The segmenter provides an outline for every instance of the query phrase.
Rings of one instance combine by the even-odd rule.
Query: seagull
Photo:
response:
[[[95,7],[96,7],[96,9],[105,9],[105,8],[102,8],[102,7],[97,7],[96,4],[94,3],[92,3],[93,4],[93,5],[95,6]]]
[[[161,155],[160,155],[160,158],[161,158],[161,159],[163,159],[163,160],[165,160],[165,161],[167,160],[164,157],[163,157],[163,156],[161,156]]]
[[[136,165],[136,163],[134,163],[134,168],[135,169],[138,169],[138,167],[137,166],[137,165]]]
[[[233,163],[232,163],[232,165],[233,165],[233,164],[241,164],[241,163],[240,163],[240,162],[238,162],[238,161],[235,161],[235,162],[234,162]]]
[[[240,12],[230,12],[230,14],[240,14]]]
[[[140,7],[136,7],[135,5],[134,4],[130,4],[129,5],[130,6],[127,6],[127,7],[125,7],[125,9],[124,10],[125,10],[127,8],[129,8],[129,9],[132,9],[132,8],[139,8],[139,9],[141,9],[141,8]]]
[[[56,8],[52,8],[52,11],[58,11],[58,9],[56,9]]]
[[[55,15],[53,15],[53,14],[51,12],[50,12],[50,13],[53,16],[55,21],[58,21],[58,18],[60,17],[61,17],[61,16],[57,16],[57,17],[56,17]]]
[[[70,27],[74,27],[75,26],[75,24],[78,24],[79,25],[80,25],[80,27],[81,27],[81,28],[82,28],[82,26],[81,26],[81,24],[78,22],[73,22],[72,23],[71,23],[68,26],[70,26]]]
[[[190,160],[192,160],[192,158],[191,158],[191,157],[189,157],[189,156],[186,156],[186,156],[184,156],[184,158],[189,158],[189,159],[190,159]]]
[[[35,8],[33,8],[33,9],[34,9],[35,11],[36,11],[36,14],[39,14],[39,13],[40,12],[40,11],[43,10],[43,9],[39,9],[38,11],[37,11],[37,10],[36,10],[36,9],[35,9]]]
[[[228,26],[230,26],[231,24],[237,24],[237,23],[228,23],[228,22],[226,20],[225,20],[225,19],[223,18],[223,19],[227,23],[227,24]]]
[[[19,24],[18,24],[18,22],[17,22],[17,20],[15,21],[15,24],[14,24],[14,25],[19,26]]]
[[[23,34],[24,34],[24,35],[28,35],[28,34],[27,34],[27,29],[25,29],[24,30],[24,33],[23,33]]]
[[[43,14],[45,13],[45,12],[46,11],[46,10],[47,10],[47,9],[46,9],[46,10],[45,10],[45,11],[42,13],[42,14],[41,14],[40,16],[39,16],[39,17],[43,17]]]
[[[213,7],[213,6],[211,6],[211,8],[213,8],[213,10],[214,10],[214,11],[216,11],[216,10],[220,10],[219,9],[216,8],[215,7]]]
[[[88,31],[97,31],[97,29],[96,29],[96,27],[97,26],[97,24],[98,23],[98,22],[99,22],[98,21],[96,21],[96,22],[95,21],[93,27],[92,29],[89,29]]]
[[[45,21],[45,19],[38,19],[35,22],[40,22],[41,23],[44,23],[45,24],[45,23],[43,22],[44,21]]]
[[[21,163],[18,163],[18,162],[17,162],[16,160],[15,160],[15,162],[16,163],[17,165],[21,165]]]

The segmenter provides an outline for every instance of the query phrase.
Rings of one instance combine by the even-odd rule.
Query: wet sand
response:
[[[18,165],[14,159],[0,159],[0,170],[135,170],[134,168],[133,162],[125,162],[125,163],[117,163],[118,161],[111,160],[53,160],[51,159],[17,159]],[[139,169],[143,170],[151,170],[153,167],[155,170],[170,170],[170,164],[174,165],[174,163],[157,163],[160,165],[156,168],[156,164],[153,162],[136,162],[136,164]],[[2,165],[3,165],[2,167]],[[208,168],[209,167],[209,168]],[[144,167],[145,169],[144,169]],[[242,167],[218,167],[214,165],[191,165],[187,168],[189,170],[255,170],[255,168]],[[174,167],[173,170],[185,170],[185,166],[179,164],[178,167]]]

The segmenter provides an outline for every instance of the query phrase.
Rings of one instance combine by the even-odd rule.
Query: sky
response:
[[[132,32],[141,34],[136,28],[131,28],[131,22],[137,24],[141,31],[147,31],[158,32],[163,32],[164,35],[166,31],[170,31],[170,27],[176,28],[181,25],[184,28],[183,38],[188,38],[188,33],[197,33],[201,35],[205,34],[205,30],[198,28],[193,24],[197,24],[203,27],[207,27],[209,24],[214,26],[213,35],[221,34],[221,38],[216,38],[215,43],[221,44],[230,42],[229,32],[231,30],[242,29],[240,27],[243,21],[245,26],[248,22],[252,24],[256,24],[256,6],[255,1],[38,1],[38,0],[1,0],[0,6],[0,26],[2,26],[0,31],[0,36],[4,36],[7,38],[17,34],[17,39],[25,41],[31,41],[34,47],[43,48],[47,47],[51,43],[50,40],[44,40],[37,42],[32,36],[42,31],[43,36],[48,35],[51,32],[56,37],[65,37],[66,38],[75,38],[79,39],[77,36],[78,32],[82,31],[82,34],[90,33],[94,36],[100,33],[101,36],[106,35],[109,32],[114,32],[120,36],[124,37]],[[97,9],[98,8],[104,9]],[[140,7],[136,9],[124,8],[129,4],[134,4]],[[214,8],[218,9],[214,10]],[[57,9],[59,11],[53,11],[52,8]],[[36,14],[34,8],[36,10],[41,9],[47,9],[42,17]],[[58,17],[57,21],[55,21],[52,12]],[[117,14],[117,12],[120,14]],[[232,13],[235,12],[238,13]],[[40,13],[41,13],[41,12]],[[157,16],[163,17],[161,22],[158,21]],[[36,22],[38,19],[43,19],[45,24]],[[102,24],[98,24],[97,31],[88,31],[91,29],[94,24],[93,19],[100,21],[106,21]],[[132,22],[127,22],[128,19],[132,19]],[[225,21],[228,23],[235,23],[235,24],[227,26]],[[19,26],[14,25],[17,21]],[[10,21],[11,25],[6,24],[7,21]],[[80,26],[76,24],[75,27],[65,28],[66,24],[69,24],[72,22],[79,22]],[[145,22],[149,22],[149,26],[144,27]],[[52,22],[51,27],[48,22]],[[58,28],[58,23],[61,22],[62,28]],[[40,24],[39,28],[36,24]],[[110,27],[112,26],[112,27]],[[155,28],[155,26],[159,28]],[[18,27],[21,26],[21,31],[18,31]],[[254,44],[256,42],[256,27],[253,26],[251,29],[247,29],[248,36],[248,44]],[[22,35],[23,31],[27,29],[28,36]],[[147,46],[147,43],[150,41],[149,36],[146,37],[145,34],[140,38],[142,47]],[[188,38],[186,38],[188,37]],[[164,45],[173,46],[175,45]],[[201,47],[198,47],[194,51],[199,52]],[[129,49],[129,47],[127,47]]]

§ **Given task**
Express every line of the entries above as a JSON list of strings, one string per line and no strings for blank lines.

§ **Correct response**
[
  "The segmenter provides an outline for every instance of the query phrase.",
  "Rings of one instance combine by the even-odd rule.",
  "Query: seagull",
  "Photo:",
  "response:",
  "[[[95,7],[96,7],[96,9],[105,9],[105,8],[102,8],[102,7],[97,7],[96,4],[94,3],[92,3],[93,4],[93,5],[95,6]]]",
  "[[[161,155],[160,155],[160,158],[161,158],[161,159],[163,159],[163,160],[165,160],[165,161],[167,160],[164,157],[163,157],[163,156],[161,156]]]",
  "[[[136,165],[136,163],[134,163],[134,168],[135,169],[138,169],[138,167],[137,166],[137,165]]]",
  "[[[233,163],[232,163],[232,165],[233,165],[233,164],[241,164],[241,163],[240,163],[240,162],[238,162],[238,161],[235,161],[235,162],[234,162]]]",
  "[[[240,12],[230,12],[230,14],[240,14]]]",
  "[[[140,7],[136,7],[135,5],[134,4],[130,4],[129,5],[130,6],[127,6],[127,7],[125,7],[125,9],[124,10],[125,10],[127,8],[129,8],[129,9],[132,9],[132,8],[139,8],[139,9],[141,9],[141,8]]]",
  "[[[56,8],[52,8],[52,11],[58,11],[58,9],[56,9]]]",
  "[[[55,15],[53,15],[53,14],[51,12],[50,12],[50,13],[53,16],[55,21],[58,21],[58,18],[60,17],[61,17],[61,16],[57,16],[57,17],[56,17]]]",
  "[[[70,27],[74,27],[75,26],[75,24],[78,24],[79,25],[80,25],[80,27],[81,27],[81,28],[82,28],[82,26],[81,26],[81,24],[78,22],[73,22],[72,23],[71,23],[68,26],[70,26]]]",
  "[[[190,160],[192,160],[192,158],[191,158],[191,157],[189,157],[189,156],[186,156],[186,156],[184,156],[184,158],[189,158],[189,159],[190,159]]]",
  "[[[35,8],[33,8],[33,9],[34,9],[35,11],[36,11],[36,14],[39,14],[39,13],[40,12],[40,11],[43,10],[43,9],[39,9],[38,11],[37,11],[37,10],[36,10],[36,9],[35,9]]]",
  "[[[228,26],[230,26],[231,24],[237,24],[237,23],[228,23],[228,22],[226,20],[225,20],[225,19],[223,18],[223,19],[227,23],[227,24]]]",
  "[[[19,24],[18,24],[18,22],[17,22],[17,20],[15,21],[15,24],[14,24],[14,25],[19,26]]]",
  "[[[23,34],[24,34],[24,35],[28,35],[28,34],[27,34],[27,29],[25,29],[24,30],[24,33],[23,33]]]",
  "[[[43,14],[45,13],[45,12],[46,11],[46,10],[47,10],[47,9],[46,9],[46,10],[45,10],[45,11],[42,13],[42,14],[41,14],[40,16],[39,16],[39,17],[43,17]]]",
  "[[[213,7],[213,6],[211,6],[211,8],[213,8],[213,10],[214,10],[214,11],[216,11],[216,10],[220,10],[219,9],[216,8],[215,7]]]",
  "[[[88,31],[97,31],[97,29],[96,29],[96,27],[97,26],[97,24],[98,23],[98,22],[99,22],[98,21],[96,21],[96,22],[95,21],[93,27],[92,29],[89,29]]]",
  "[[[45,21],[45,19],[38,19],[35,22],[40,22],[41,23],[44,23],[45,24],[45,23],[43,22],[44,21]]]",
  "[[[21,163],[18,163],[18,162],[17,162],[16,160],[15,160],[15,162],[16,163],[17,165],[21,165]]]",
  "The segmenter provides an outline for every instance of the query phrase.",
  "Rings of one instance combine by the even-odd rule.",
  "Query: wet sand",
  "response:",
  "[[[18,165],[14,159],[0,159],[0,170],[135,170],[134,168],[133,162],[125,162],[125,163],[117,163],[118,161],[111,160],[53,160],[51,159],[17,159]],[[139,169],[143,170],[151,170],[153,167],[155,170],[170,170],[170,164],[174,165],[174,163],[157,163],[160,165],[156,168],[156,164],[153,162],[136,162],[136,164]],[[2,165],[3,165],[2,167]],[[208,168],[209,167],[209,168]],[[144,167],[145,169],[144,169]],[[242,167],[218,167],[214,165],[191,165],[187,168],[189,170],[255,170],[255,168]],[[174,167],[173,170],[185,170],[185,166],[179,164],[178,167]]]",
  "The segmenter provides an outline for every instance of the query phrase.",
  "Rings of one instance combine by the even-odd rule.",
  "Query: sky",
  "response:",
  "[[[132,32],[141,34],[136,28],[131,28],[131,22],[137,24],[141,31],[147,31],[158,32],[163,32],[164,35],[166,31],[170,31],[170,27],[176,28],[181,25],[184,28],[183,38],[188,38],[188,33],[197,33],[201,35],[205,34],[205,30],[198,28],[193,24],[197,24],[203,27],[207,27],[209,24],[214,26],[213,35],[221,34],[221,38],[216,38],[215,43],[221,44],[230,42],[229,32],[231,30],[242,29],[240,27],[243,21],[245,26],[248,22],[252,24],[256,24],[256,6],[255,1],[38,1],[38,0],[1,0],[0,6],[0,26],[2,26],[0,31],[0,36],[4,36],[7,38],[17,34],[17,39],[25,41],[31,41],[34,47],[43,48],[47,47],[51,43],[50,40],[44,40],[37,42],[32,36],[42,31],[43,36],[48,35],[51,32],[56,37],[65,37],[66,38],[75,38],[79,39],[77,36],[78,32],[82,31],[82,34],[90,33],[94,36],[100,33],[101,36],[106,35],[109,32],[114,32],[120,36],[124,37]],[[97,9],[98,8],[104,9]],[[140,7],[136,9],[124,8],[129,4],[134,4]],[[214,8],[218,9],[214,10]],[[57,9],[59,11],[53,11],[52,8]],[[36,14],[34,8],[36,10],[41,9],[47,9],[42,17]],[[58,17],[57,21],[55,21],[52,12]],[[117,14],[117,12],[120,14]],[[232,13],[235,12],[238,13]],[[40,13],[41,13],[41,12]],[[157,16],[163,17],[161,22],[158,21]],[[36,22],[38,19],[43,19],[45,24]],[[102,24],[98,24],[97,31],[88,31],[91,29],[94,24],[93,19],[100,21],[106,21]],[[132,22],[127,22],[128,19],[132,19]],[[225,21],[228,23],[235,23],[235,24],[227,26]],[[19,26],[14,25],[17,21]],[[10,21],[11,25],[6,24],[7,21]],[[80,26],[76,24],[75,27],[65,28],[66,24],[69,24],[72,22],[79,22]],[[145,22],[149,22],[149,26],[144,27]],[[52,22],[51,27],[48,22]],[[58,28],[58,23],[61,22],[62,28]],[[40,24],[39,28],[36,24]],[[110,27],[112,26],[112,27]],[[155,28],[155,26],[159,28]],[[18,27],[21,26],[21,31],[18,31]],[[254,44],[256,42],[256,27],[253,26],[251,29],[247,29],[248,36],[248,44]],[[22,35],[23,31],[27,29],[28,36]],[[147,46],[147,43],[150,41],[149,36],[146,37],[145,34],[140,38],[142,47]],[[188,38],[186,38],[188,37]],[[164,45],[173,46],[175,45]],[[201,47],[198,47],[194,51],[199,52]],[[129,49],[129,47],[127,47]]]"
]